WORK ORDER: The answer must consist solely of the line containing "box: [71, 305, 94, 321]" and every line after it in the records below, through the last, each reproduced exactly.

Stored data
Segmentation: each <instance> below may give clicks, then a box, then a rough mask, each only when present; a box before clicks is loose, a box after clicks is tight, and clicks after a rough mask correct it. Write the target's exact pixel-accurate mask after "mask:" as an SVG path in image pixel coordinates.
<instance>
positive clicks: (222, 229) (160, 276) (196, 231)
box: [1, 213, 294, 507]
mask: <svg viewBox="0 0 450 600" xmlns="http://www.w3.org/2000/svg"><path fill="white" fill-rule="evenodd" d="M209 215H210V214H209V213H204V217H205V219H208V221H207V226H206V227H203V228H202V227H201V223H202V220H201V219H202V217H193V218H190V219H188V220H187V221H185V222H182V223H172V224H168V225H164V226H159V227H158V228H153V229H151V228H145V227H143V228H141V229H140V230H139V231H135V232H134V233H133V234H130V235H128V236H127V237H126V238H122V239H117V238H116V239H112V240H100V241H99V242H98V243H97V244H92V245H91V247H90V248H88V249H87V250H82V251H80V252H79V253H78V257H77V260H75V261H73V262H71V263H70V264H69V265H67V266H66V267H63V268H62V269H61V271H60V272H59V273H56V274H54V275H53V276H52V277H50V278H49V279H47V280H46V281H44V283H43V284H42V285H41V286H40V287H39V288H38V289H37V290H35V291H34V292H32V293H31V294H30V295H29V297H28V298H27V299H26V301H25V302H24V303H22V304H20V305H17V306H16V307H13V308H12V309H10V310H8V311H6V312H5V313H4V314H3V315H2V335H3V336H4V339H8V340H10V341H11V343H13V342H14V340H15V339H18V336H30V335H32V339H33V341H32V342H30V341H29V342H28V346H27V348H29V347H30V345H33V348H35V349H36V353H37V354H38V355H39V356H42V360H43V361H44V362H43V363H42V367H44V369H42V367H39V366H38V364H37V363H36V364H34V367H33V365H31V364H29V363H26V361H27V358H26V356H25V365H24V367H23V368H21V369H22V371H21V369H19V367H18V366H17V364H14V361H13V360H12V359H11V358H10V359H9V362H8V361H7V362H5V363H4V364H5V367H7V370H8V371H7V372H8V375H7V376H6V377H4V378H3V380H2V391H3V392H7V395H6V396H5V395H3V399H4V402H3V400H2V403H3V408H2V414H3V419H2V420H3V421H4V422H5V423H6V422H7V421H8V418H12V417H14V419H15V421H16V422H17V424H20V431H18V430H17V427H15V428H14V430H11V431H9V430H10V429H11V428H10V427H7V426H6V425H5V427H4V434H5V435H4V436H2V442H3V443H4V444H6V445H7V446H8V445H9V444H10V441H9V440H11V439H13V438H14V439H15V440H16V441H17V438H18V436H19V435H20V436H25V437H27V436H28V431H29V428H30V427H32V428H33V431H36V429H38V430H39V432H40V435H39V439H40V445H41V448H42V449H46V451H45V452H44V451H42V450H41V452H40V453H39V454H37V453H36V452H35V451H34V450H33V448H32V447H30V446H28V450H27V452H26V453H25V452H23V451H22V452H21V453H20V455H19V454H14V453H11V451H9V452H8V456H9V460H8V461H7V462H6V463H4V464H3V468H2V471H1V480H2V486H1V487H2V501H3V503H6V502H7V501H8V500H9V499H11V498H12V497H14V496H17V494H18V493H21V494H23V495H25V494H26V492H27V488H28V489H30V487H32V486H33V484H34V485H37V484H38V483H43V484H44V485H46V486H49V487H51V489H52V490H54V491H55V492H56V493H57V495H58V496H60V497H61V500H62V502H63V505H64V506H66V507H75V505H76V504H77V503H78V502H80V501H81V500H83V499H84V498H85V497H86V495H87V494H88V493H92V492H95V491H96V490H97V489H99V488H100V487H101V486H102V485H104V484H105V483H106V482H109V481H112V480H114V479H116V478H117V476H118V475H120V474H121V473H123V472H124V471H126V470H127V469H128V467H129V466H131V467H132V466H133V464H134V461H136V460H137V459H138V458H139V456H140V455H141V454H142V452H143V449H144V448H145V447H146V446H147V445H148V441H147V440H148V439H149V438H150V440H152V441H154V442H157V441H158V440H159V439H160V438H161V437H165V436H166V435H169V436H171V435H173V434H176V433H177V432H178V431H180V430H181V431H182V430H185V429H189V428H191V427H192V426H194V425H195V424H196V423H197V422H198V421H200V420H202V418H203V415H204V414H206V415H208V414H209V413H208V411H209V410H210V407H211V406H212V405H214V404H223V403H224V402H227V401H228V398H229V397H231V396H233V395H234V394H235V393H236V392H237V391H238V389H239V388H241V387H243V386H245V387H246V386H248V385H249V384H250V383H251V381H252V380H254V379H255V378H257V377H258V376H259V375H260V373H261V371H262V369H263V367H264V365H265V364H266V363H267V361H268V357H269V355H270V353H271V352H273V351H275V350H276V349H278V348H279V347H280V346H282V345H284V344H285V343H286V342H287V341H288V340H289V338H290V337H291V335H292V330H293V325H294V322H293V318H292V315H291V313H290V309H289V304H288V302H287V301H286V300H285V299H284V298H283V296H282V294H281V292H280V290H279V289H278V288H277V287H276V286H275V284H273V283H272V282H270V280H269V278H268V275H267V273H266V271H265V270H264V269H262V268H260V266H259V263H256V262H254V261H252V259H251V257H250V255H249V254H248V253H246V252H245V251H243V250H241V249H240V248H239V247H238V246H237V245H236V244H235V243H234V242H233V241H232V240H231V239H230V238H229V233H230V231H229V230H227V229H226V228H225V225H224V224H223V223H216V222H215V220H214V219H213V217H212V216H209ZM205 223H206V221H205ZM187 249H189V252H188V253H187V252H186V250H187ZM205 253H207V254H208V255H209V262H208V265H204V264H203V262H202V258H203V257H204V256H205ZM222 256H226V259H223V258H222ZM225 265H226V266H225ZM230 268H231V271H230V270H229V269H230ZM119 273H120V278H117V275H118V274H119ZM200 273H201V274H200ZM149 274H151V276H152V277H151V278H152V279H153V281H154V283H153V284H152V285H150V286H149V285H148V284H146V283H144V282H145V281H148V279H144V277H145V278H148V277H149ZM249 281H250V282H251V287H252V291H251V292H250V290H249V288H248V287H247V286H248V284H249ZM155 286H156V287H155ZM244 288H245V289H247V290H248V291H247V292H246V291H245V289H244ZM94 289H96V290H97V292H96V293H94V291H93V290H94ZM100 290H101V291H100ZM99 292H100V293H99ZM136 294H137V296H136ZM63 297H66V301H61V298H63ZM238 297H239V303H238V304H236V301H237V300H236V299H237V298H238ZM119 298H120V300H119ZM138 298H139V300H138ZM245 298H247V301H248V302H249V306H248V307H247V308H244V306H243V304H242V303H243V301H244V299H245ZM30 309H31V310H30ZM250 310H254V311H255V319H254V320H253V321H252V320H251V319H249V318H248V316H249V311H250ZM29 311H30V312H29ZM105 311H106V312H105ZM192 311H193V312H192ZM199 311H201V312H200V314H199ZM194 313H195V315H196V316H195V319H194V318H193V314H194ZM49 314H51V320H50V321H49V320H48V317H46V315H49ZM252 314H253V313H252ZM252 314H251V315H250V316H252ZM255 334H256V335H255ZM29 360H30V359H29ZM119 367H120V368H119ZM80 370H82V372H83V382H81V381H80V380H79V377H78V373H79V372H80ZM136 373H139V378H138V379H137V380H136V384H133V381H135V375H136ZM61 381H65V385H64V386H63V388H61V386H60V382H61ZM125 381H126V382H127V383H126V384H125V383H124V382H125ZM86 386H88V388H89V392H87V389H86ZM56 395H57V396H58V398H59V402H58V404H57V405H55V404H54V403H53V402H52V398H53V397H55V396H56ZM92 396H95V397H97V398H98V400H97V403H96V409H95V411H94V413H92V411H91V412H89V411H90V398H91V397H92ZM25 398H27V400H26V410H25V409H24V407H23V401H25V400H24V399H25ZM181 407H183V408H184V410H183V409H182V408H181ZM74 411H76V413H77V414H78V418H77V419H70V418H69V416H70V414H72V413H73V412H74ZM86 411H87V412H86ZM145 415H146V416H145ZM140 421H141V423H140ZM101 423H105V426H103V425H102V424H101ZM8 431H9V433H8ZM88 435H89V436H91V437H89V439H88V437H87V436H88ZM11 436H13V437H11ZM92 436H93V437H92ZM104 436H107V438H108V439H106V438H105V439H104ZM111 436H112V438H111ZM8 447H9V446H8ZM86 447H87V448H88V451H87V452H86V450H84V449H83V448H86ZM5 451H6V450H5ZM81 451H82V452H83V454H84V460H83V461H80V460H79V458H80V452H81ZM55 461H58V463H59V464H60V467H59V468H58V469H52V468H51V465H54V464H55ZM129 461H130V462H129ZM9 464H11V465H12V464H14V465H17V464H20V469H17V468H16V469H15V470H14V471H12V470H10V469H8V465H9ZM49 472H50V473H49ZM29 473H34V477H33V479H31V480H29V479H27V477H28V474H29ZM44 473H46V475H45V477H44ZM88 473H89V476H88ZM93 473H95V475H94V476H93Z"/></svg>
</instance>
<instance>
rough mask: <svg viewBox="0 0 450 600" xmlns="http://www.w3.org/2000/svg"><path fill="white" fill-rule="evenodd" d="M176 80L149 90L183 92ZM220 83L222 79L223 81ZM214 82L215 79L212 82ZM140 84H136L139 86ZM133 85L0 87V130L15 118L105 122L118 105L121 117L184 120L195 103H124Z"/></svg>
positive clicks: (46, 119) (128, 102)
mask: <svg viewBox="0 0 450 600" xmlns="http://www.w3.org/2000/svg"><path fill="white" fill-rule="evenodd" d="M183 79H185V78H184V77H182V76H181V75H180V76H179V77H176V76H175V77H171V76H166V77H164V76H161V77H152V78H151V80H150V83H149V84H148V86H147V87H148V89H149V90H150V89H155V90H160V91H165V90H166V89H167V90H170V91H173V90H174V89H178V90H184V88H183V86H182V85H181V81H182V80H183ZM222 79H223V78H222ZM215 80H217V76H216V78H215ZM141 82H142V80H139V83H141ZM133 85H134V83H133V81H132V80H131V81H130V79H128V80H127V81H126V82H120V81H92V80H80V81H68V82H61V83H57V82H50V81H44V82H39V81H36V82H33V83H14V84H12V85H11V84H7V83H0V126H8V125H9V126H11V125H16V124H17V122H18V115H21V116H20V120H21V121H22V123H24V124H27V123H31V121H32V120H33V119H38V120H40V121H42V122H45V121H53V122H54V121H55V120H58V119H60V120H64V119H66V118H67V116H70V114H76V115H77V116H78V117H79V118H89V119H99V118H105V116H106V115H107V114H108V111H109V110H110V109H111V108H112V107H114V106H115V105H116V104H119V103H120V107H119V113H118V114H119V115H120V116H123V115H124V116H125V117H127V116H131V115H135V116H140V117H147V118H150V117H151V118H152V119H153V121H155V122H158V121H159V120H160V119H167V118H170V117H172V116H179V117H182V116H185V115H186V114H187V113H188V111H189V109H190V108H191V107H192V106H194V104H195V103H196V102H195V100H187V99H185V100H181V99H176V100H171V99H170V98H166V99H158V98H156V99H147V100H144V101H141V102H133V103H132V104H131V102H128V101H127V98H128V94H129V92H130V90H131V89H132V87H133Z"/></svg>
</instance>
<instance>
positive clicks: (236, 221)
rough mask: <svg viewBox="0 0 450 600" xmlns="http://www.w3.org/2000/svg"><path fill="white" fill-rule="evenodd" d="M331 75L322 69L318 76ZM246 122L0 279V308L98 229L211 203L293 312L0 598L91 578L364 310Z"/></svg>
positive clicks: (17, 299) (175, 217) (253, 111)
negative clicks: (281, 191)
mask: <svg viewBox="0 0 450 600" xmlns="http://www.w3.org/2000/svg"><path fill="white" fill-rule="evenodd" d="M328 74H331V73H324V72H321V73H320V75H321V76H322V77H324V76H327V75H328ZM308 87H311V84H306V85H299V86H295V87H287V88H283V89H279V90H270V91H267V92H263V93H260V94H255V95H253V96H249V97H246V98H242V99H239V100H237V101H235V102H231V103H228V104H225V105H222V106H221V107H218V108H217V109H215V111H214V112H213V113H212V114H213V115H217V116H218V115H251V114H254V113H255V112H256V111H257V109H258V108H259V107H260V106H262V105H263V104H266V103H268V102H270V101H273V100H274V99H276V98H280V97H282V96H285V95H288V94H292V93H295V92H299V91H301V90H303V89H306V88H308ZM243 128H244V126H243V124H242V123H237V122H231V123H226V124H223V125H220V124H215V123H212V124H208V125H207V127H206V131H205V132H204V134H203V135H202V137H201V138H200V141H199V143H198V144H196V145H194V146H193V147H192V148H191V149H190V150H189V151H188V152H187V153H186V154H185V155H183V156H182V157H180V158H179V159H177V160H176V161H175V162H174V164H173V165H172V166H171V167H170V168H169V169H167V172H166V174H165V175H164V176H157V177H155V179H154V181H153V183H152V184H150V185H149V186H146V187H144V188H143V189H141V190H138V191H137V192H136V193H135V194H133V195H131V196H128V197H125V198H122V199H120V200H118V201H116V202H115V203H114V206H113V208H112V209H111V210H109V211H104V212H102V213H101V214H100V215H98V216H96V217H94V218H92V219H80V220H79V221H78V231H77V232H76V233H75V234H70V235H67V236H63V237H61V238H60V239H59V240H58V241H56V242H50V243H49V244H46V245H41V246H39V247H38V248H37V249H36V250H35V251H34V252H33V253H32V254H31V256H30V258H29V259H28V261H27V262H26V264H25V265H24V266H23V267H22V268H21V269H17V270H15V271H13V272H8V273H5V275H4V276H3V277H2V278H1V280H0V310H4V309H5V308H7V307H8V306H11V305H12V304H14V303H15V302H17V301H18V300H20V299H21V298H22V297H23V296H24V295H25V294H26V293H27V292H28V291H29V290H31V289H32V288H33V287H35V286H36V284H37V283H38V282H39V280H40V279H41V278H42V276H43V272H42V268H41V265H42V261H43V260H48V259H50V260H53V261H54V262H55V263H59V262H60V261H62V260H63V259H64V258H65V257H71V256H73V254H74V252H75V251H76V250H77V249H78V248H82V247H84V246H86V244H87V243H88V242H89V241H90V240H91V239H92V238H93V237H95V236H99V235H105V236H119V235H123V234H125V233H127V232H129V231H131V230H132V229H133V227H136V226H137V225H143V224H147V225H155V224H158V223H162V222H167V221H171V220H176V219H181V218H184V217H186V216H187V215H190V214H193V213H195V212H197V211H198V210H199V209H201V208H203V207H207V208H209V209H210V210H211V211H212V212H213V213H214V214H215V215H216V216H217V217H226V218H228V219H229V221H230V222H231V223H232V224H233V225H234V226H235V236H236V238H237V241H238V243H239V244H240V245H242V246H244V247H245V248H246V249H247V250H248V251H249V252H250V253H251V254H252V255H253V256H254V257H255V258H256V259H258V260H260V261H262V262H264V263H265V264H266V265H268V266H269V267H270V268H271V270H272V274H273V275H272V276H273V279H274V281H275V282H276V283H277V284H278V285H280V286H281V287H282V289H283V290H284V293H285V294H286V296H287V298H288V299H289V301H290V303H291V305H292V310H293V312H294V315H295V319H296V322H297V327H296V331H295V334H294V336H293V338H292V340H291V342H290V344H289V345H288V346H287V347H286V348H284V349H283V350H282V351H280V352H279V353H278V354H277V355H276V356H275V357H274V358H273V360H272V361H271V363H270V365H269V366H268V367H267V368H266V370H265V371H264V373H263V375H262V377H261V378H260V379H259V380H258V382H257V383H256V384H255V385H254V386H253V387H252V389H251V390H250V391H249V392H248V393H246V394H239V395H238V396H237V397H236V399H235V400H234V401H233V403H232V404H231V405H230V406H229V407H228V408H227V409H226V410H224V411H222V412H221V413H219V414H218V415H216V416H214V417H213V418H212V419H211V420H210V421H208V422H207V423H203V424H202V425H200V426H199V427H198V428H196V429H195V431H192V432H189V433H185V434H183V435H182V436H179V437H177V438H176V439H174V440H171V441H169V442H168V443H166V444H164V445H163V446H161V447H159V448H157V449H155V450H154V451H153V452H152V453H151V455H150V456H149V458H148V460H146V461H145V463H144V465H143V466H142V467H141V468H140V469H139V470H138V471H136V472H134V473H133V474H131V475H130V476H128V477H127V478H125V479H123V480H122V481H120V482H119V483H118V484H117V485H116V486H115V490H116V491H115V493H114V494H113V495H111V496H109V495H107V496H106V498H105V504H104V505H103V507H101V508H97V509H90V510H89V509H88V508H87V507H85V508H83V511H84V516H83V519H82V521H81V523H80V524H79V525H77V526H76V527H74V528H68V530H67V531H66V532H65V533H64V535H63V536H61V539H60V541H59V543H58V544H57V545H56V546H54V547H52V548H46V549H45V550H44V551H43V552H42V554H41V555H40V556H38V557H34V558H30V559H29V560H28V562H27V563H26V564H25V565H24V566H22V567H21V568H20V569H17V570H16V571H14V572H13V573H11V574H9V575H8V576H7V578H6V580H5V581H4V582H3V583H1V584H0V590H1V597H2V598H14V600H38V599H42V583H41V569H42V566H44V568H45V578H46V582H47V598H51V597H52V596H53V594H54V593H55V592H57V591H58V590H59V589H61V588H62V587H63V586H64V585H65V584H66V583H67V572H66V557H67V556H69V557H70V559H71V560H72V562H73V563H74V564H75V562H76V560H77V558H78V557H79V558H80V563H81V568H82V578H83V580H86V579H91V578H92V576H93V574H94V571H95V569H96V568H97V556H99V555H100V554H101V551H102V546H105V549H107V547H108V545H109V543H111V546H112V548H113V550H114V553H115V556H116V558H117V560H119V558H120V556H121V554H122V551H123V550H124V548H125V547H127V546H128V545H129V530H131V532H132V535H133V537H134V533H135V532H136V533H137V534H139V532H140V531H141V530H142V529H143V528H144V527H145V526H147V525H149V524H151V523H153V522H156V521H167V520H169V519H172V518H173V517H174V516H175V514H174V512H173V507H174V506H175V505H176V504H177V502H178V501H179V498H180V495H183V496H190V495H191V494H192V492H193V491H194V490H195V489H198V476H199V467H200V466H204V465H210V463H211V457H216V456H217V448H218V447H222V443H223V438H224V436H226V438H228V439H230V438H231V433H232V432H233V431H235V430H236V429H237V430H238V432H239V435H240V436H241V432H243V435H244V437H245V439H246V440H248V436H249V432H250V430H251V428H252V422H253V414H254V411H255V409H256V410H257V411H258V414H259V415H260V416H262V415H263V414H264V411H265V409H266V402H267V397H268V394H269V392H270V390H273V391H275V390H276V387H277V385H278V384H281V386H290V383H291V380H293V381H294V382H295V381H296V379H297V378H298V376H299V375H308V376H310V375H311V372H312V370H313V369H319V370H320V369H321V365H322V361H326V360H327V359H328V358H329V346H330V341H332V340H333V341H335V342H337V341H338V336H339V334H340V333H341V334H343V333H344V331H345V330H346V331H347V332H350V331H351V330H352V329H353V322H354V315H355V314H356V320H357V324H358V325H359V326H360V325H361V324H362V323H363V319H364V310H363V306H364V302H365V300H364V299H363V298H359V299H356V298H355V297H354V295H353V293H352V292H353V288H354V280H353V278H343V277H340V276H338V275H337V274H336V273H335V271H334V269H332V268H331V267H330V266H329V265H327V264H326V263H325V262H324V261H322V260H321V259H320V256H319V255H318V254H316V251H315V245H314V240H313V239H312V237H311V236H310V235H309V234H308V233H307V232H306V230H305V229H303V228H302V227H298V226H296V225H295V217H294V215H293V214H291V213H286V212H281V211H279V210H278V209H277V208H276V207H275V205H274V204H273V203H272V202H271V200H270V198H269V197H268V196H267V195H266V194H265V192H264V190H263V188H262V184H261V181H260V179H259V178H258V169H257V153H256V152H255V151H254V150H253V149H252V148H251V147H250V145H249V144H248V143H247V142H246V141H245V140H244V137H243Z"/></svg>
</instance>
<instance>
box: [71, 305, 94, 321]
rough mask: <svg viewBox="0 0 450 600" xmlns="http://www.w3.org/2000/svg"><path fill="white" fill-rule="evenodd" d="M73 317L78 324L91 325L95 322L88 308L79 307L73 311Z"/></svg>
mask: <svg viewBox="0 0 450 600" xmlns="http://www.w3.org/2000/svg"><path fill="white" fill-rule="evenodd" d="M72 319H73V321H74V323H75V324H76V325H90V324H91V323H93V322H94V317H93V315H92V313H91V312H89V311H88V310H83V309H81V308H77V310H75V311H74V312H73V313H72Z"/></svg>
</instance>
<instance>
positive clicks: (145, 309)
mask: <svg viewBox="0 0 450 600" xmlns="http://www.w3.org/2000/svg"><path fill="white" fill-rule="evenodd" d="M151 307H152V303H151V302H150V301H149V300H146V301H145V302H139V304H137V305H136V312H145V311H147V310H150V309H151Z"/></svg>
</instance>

TASK SOLUTION:
box: [71, 305, 94, 321]
rough mask: <svg viewBox="0 0 450 600" xmlns="http://www.w3.org/2000/svg"><path fill="white" fill-rule="evenodd" d="M73 317L78 324L91 325L95 322L88 308L79 307L73 311Z"/></svg>
mask: <svg viewBox="0 0 450 600" xmlns="http://www.w3.org/2000/svg"><path fill="white" fill-rule="evenodd" d="M72 319H73V321H74V323H75V324H76V325H90V324H91V323H93V322H94V317H93V315H92V313H91V312H89V311H88V310H83V309H81V308H77V310H75V311H74V312H73V313H72Z"/></svg>
</instance>
<instance>
positive clicks: (145, 309)
mask: <svg viewBox="0 0 450 600" xmlns="http://www.w3.org/2000/svg"><path fill="white" fill-rule="evenodd" d="M151 307H152V303H151V302H150V301H149V300H146V301H145V302H139V304H137V305H136V312H145V311H147V310H150V309H151Z"/></svg>
</instance>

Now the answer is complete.